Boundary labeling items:
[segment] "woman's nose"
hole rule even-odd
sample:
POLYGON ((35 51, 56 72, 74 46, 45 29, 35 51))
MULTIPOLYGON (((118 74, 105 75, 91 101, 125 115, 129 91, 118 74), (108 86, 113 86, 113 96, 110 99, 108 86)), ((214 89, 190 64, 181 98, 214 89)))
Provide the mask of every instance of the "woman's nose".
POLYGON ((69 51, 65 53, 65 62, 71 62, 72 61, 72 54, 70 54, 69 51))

The task: Rewrite the data above as a JSON list of strings, one string per line, leaving out any blank lines.

Complete answer:
[
  "[segment] \"woman's nose\"",
  "hole rule even-odd",
  "sample:",
  "POLYGON ((35 51, 56 72, 74 46, 45 29, 35 51))",
  "MULTIPOLYGON (((118 74, 105 75, 91 101, 125 115, 129 91, 118 74), (108 86, 113 86, 113 96, 110 99, 108 86)), ((214 89, 190 64, 181 98, 214 89)))",
  "Provide the mask of every instance of the \"woman's nose\".",
  "POLYGON ((69 51, 65 53, 65 62, 71 62, 72 61, 72 54, 70 54, 69 51))"
]